## [What is asked]
Count how many lines in the entries below contain the word "petal", treating uppercase and lowercase letters as different, and reply with only that number.

━━ Listing

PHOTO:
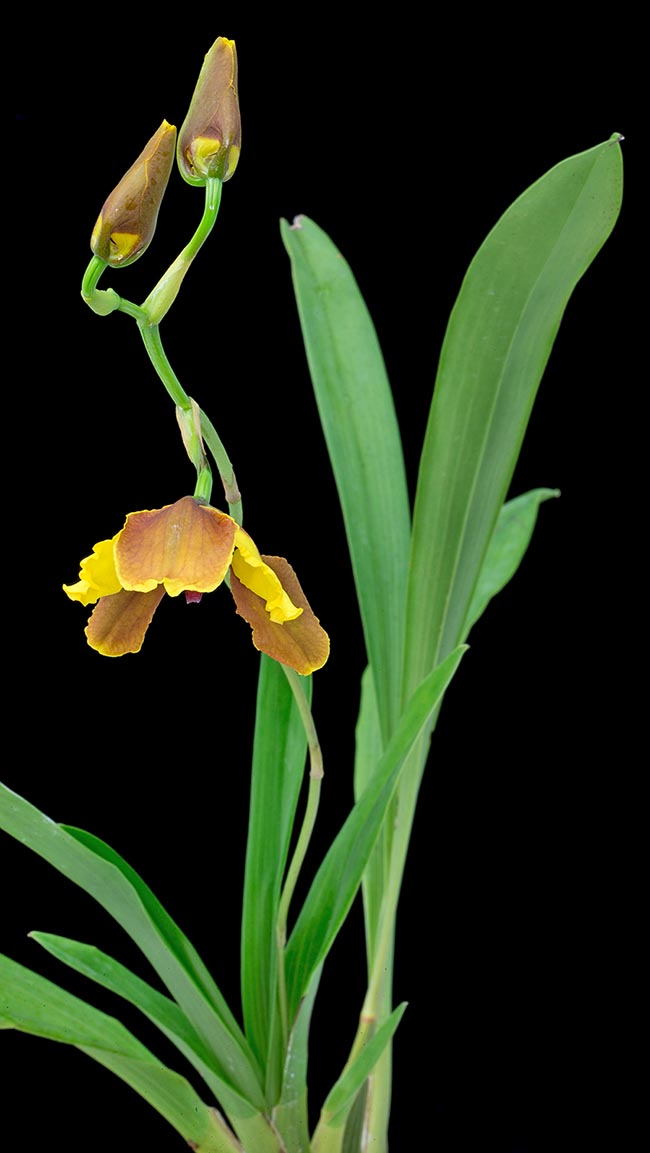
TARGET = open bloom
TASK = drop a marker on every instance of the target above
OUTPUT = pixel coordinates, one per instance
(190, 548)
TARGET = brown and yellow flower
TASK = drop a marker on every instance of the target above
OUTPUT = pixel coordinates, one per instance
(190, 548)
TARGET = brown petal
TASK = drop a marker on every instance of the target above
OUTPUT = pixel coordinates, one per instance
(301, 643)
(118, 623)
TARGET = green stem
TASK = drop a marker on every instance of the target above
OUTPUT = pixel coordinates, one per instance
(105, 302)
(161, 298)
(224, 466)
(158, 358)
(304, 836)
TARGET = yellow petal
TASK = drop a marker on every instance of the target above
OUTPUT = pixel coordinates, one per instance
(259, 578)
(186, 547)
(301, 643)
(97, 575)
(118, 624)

━━━━
━━ Listing

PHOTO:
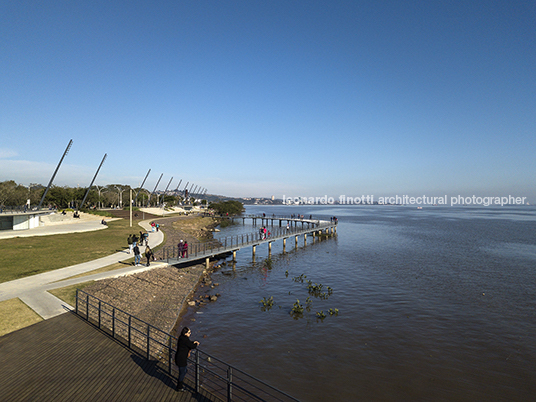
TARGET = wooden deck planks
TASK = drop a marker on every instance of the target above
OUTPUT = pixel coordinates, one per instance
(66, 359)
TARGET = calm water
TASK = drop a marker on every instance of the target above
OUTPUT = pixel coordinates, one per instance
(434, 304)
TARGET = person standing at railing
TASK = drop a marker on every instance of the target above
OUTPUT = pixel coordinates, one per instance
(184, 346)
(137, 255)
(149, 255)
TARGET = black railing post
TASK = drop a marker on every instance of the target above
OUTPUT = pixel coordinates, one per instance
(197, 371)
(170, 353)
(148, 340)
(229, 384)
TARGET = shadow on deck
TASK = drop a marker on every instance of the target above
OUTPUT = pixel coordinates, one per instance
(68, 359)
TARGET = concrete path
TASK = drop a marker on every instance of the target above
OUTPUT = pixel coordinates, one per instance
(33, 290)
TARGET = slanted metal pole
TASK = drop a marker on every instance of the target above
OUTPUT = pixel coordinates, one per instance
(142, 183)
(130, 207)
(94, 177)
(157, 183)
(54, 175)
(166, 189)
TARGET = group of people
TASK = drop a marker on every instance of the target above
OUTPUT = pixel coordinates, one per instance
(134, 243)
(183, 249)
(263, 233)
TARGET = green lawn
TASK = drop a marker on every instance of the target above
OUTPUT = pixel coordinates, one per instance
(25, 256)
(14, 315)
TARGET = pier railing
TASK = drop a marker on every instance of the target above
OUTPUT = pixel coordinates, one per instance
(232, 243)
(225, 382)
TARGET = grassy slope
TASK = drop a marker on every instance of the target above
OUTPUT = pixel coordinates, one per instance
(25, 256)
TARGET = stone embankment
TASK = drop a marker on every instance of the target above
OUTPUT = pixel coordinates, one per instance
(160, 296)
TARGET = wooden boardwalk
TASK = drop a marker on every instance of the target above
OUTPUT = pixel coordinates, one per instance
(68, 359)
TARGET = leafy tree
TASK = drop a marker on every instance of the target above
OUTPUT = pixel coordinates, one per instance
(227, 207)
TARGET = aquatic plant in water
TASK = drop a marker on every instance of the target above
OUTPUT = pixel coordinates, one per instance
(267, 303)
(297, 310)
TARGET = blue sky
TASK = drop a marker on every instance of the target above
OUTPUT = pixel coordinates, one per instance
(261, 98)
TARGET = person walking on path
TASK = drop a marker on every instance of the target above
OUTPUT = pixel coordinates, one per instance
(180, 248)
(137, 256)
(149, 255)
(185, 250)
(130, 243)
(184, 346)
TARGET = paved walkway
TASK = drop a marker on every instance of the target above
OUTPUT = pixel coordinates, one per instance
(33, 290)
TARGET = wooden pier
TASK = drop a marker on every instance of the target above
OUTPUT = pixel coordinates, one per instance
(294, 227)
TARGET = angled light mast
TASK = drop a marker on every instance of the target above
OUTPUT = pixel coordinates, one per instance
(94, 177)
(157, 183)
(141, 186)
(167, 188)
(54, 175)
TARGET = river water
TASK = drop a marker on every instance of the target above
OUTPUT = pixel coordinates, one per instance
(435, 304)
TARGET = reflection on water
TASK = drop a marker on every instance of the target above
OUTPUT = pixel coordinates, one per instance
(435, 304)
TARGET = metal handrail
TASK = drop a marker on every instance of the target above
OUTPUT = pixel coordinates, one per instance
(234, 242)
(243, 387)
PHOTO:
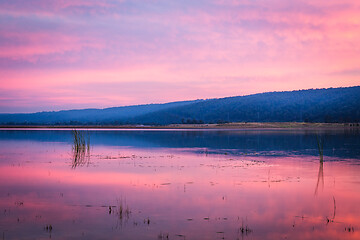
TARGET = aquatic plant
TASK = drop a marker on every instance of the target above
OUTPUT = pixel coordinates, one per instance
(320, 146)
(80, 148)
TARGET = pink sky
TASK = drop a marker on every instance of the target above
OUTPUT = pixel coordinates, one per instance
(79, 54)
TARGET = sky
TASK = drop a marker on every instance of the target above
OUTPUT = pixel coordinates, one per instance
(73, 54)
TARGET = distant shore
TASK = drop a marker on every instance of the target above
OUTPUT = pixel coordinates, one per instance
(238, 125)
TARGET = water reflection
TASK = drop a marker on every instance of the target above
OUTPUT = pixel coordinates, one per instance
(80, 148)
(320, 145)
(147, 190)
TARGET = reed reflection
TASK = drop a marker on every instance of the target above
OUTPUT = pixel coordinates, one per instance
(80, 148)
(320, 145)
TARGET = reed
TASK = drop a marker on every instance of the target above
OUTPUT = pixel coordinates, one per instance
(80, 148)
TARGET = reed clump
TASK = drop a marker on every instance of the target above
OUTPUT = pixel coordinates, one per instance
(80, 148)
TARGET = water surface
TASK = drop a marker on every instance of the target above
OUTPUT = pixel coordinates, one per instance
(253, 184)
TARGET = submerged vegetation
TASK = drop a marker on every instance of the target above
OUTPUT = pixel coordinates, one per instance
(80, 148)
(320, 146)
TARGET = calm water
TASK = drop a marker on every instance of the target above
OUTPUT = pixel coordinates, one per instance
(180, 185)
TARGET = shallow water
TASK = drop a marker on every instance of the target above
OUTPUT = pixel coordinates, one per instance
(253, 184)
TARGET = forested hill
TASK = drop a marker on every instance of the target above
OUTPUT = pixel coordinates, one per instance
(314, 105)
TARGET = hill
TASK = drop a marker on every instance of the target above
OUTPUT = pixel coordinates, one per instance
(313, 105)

━━━━
━━ Listing

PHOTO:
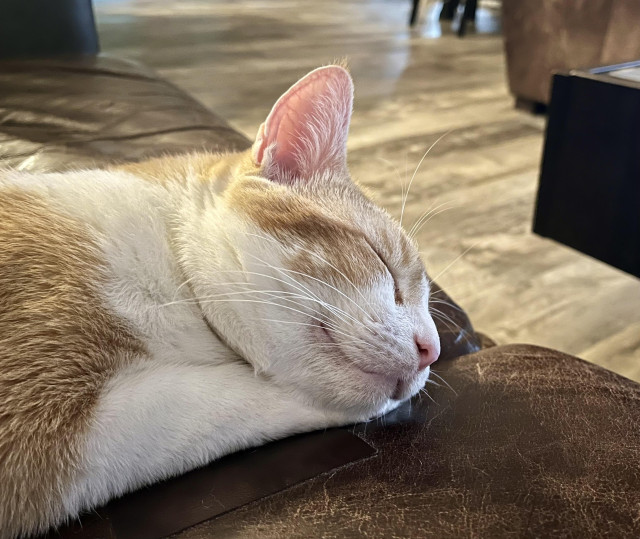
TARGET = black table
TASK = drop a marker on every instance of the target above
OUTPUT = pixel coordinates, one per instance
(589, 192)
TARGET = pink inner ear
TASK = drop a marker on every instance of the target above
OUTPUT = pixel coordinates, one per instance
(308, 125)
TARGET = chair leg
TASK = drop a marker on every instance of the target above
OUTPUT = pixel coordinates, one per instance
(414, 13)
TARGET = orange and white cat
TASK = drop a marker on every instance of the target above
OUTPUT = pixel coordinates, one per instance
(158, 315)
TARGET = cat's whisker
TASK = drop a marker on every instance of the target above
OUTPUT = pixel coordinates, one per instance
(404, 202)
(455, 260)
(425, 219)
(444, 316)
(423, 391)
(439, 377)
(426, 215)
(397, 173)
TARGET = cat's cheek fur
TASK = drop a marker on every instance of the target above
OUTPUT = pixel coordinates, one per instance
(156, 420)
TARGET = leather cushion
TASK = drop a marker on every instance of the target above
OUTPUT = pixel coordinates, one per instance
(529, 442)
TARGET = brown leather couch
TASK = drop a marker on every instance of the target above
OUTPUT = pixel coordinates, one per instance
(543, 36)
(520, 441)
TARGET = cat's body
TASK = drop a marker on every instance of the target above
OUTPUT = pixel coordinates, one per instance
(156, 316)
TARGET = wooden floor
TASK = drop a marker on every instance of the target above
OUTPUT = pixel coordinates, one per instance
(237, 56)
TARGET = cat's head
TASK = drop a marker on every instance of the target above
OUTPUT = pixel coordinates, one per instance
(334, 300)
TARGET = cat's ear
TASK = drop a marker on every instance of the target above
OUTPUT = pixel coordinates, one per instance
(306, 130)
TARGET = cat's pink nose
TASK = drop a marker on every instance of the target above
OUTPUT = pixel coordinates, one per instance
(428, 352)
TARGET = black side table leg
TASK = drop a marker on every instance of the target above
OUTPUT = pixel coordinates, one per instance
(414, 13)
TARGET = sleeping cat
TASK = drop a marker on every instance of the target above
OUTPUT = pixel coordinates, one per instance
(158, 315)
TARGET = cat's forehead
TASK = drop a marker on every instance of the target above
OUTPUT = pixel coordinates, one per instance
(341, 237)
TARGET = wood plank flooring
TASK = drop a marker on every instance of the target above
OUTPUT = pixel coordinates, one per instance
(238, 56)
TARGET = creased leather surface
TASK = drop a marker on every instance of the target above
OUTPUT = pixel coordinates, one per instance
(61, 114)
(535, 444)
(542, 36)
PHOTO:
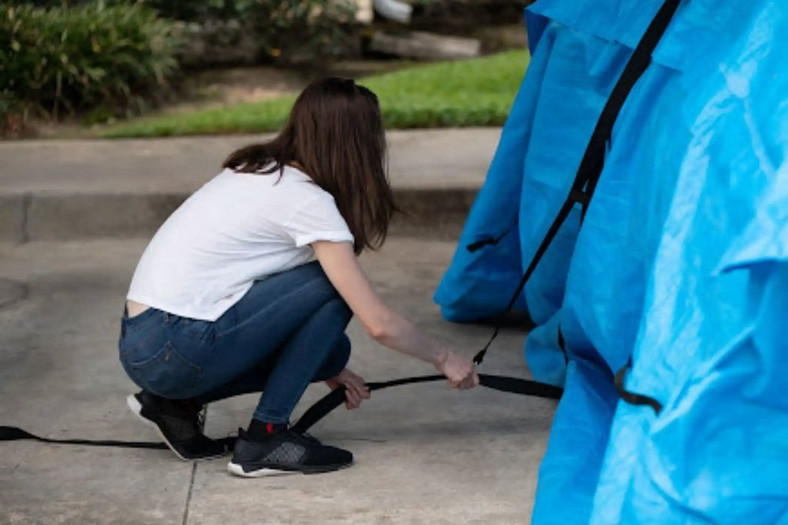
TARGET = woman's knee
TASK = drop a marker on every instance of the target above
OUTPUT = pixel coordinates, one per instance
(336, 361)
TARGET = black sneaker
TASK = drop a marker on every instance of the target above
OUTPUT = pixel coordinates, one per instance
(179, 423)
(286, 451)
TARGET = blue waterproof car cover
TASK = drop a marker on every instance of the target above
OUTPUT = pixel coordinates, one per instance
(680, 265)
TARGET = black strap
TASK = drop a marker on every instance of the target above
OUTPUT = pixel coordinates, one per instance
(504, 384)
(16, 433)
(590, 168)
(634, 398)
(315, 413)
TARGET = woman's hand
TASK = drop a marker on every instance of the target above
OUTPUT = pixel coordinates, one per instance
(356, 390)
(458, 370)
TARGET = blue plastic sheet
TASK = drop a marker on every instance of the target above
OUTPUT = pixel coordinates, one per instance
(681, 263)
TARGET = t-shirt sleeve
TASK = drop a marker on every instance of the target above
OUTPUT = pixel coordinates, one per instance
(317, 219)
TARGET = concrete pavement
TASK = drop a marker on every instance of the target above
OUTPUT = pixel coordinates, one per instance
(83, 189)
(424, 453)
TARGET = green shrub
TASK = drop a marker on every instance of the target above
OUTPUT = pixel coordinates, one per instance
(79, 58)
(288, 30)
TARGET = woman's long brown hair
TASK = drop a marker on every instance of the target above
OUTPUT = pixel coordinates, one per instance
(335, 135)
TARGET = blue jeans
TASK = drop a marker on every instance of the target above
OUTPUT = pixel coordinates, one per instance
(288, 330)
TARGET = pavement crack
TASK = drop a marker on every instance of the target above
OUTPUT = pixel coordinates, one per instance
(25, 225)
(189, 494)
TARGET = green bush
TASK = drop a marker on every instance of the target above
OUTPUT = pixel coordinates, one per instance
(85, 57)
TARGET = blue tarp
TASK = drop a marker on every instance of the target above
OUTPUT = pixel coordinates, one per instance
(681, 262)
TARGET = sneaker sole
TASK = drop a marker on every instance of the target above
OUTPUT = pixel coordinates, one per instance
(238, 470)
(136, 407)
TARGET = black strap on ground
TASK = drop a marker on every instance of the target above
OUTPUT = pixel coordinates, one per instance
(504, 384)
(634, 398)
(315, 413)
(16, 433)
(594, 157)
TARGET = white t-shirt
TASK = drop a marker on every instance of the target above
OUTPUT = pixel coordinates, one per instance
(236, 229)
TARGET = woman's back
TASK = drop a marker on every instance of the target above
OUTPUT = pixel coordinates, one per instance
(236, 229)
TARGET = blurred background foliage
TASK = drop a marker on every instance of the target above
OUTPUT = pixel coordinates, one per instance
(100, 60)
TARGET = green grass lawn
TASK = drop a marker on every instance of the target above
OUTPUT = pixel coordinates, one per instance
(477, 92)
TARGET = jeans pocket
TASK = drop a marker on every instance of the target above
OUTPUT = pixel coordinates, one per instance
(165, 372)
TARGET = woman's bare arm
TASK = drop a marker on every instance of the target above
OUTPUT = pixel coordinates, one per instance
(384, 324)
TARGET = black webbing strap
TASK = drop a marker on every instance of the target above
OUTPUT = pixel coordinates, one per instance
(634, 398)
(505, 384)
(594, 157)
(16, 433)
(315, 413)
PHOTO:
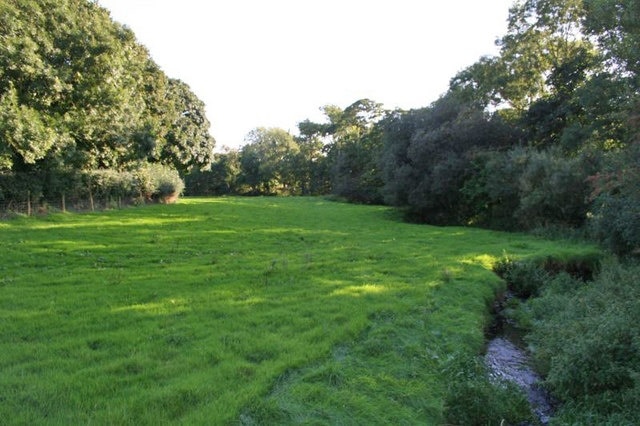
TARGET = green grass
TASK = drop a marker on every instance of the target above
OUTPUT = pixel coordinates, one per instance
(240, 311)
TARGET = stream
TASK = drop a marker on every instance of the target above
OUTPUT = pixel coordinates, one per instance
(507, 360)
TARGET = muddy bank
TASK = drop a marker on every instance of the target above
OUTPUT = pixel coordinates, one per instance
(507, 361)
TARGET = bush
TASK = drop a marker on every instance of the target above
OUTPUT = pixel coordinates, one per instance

━━━━

## [Solution]
2